** Consigne 1 **
Dans l'extrait sur l'identité nationale, que brandit l'un des protagonistes du débat télévisé ?
** Consigne 2 **
Dans l'extrait sur l'identité nationale, par quels adjectifs la dernière phrase qualifie-t-elle la conception de la nation ?
** Consigne 3 **
Poursuivez l'extrait sur l'identité nationale après sa dernière phrase.

** Extrait du texte **
══════════
À l'évidence ! Les moyens dont disposent les séparatismes et les ressources sur lesquelles ils s'appuient peuvent être considérables. Il faut prendre en compte l'aspect économique du problème - l'économie parallèle est un séparatisme -, qui n'est pas sans rapport non plus avec nos modes de vie.
Les seuls principes abstraits suffisent-ils pour faire une nation ? Je répondrai par une anecdote.
Au moment où le président Sarkozy avait voulu un débat sur l'identité nationale, je me trouvais dans une université chinoise, et j'avais regardé, avec des étudiants dont le niveau de français était très bon, un débat télévisé, d'ailleurs cacophonique. Vient un moment où l'un des protagonistes du débat, brandissant sa carte d'identité, s'exclame : « Être Français, c'est très simple : c'est avoir ça ou ne pas l'avoir ! ». Dans la salle, éclat de rire général et spontané. « Il n'y a qu'un Français, dans le monde, qui puisse dire ça », me fut-il répondu lorsque je demandais les raisons de ce rire spontané. Le fait même de ne vouloir donner aucune substance culturelle au concept de Nation définit la manière dont certains de nos compatriotes se représentent la nation française. Cette conception peut être considérée comme très généreuse et très ouverte - « vienne qui veut » -, mais aussi comme très arrogante - « nous sommes en position d'universel ».
══════════
** Liste fournie **
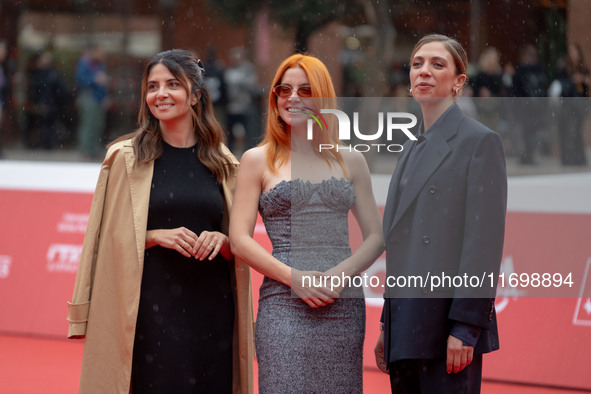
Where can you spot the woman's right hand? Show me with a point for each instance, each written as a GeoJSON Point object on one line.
{"type": "Point", "coordinates": [180, 239]}
{"type": "Point", "coordinates": [306, 285]}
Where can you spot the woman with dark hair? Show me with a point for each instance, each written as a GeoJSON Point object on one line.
{"type": "Point", "coordinates": [159, 297]}
{"type": "Point", "coordinates": [309, 338]}
{"type": "Point", "coordinates": [444, 215]}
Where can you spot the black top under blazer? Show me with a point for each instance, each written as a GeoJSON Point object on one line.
{"type": "Point", "coordinates": [449, 218]}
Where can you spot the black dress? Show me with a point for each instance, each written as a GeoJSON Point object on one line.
{"type": "Point", "coordinates": [183, 339]}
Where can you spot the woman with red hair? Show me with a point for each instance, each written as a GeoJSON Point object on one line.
{"type": "Point", "coordinates": [310, 328]}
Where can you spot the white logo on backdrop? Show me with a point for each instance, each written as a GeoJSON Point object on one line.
{"type": "Point", "coordinates": [63, 258]}
{"type": "Point", "coordinates": [5, 262]}
{"type": "Point", "coordinates": [73, 223]}
{"type": "Point", "coordinates": [507, 293]}
{"type": "Point", "coordinates": [583, 310]}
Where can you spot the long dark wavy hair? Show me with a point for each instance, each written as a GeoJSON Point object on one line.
{"type": "Point", "coordinates": [147, 139]}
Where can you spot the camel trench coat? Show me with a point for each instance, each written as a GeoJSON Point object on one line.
{"type": "Point", "coordinates": [106, 295]}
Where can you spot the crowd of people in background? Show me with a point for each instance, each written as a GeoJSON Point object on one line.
{"type": "Point", "coordinates": [61, 112]}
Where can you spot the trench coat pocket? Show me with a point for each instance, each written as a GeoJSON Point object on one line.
{"type": "Point", "coordinates": [78, 317]}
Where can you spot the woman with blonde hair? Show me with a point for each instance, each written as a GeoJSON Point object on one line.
{"type": "Point", "coordinates": [309, 337]}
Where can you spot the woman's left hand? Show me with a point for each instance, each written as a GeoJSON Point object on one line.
{"type": "Point", "coordinates": [210, 243]}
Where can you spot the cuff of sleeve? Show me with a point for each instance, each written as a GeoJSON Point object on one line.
{"type": "Point", "coordinates": [78, 317]}
{"type": "Point", "coordinates": [467, 333]}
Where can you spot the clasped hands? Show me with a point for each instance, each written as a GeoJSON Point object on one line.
{"type": "Point", "coordinates": [205, 245]}
{"type": "Point", "coordinates": [458, 355]}
{"type": "Point", "coordinates": [314, 287]}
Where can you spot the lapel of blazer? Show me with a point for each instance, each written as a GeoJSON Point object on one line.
{"type": "Point", "coordinates": [393, 187]}
{"type": "Point", "coordinates": [435, 152]}
{"type": "Point", "coordinates": [140, 179]}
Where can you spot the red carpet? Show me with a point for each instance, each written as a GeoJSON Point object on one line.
{"type": "Point", "coordinates": [51, 366]}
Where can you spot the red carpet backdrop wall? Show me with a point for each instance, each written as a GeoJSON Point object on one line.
{"type": "Point", "coordinates": [44, 210]}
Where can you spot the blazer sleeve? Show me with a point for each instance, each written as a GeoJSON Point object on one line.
{"type": "Point", "coordinates": [484, 231]}
{"type": "Point", "coordinates": [79, 307]}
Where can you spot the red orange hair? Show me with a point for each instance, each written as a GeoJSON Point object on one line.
{"type": "Point", "coordinates": [277, 138]}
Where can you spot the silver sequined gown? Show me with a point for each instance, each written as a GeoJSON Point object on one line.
{"type": "Point", "coordinates": [301, 349]}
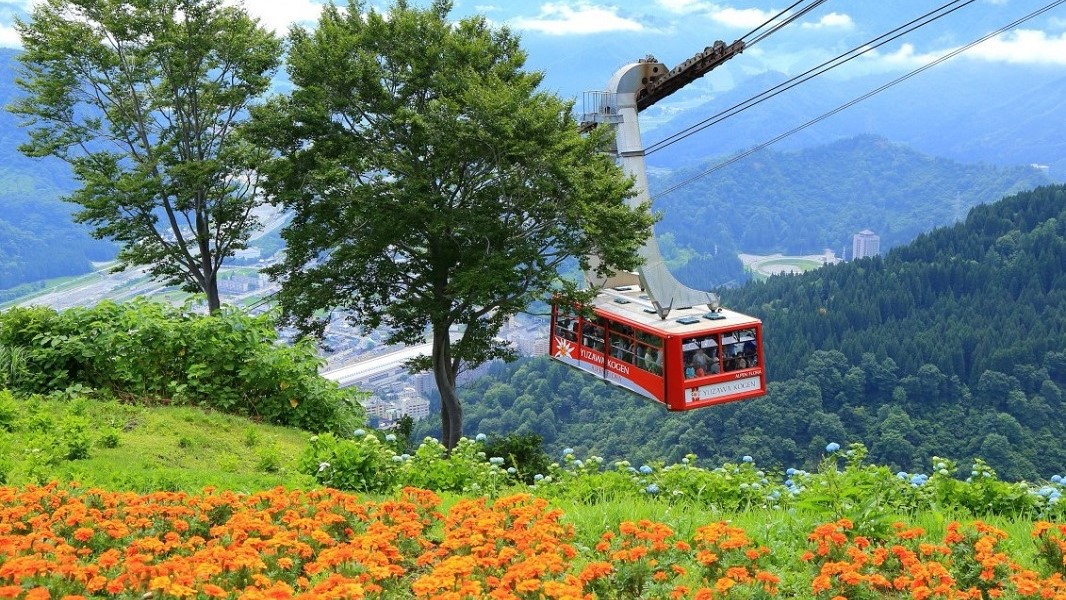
══════════
** Réponse 1 **
Sa carte d'identité.

** Réponse 2 **
Généreuse, ouverte, arrogante.

** Réponse 3 **
Il y a malgré tout une part de culture dans l'existence d'un État, quel qu'il soit ; cette part ne doit pas être vue de façon fixiste ou essentialiste, mais ne saurait être passée complètement par pertes et profits. Et ça n'a rien à voir avec des questions ethniques.
Si tous les Japonais - je prends l'exemple d'une nation qui a toujours su prendre à l'étranger ce qu'elle n'avait pas chez elle - disparaissaient à cause d'un virus, mais si des Français, par exemple, s'installaient sur leur territoire et se mettaient à parler japonais, à cultiver le thé, à entretenir les paysages, le Japon continuerait d'exister : ce n'est pas une question ethnique, mais une question culturelle.
Nous avons une conception très abstraite de la Nation ; il ne faut pas l'abandonner - c'est ce qui fait notre singularité et notre charme - ni peut-être la pousser trop loin. Les phénomènes culturels existent, et la culture ne se réduit pas à l'identitaire. La langue, par exemple, me semble une chose parfaitement fondamentale. Ce serait une autre forme de séparatisme que d'accepter qu'il y ait plusieurs langues : l'idée que chacun puisse parler la langue de son choix relève d'une conception impériale, et non pas nationale - au sens de la Révolution française - de la politique.